■ **Raw data**

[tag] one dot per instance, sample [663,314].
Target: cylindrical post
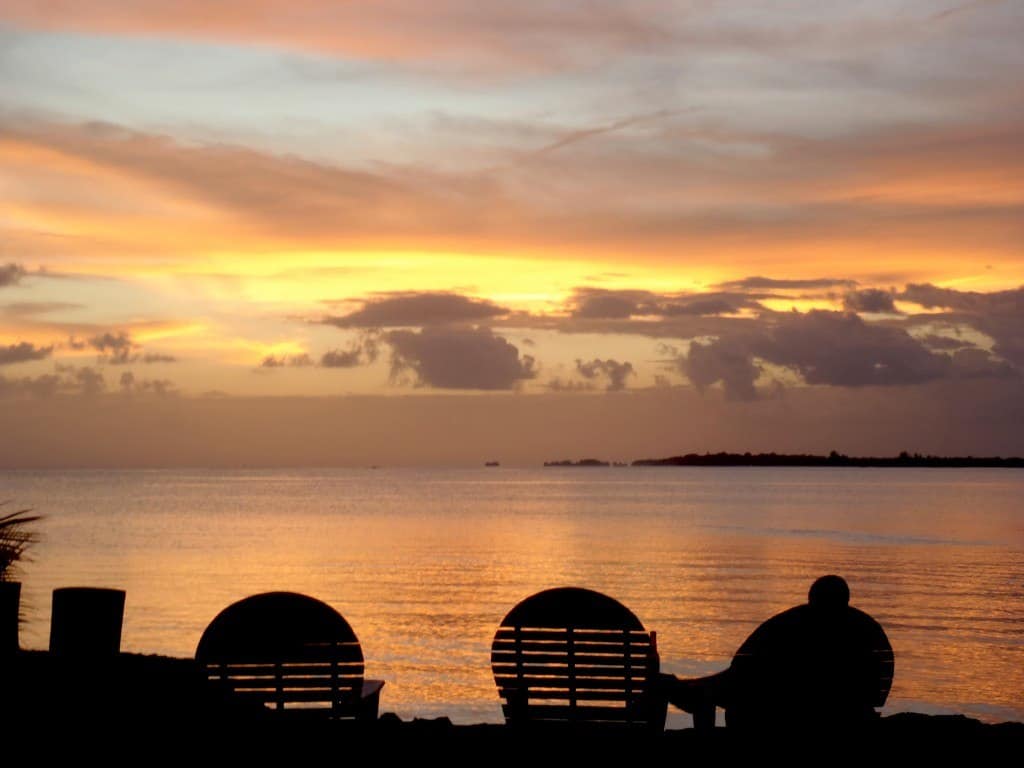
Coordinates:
[86,622]
[10,593]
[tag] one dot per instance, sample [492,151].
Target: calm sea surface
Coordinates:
[425,563]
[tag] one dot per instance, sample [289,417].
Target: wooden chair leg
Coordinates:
[369,707]
[704,717]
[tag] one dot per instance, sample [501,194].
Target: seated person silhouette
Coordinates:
[824,665]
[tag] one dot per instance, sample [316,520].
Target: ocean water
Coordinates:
[425,563]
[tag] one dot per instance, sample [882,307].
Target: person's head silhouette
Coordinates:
[828,593]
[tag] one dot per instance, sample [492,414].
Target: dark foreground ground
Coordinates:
[146,710]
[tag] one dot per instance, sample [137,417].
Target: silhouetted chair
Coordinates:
[823,665]
[572,656]
[288,654]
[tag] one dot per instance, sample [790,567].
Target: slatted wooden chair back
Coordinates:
[287,652]
[577,656]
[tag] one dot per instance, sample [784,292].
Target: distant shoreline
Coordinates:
[807,460]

■ **Assignment**
The answer must be a single number: how many lines of the data include the string "person".

■ **Task response**
2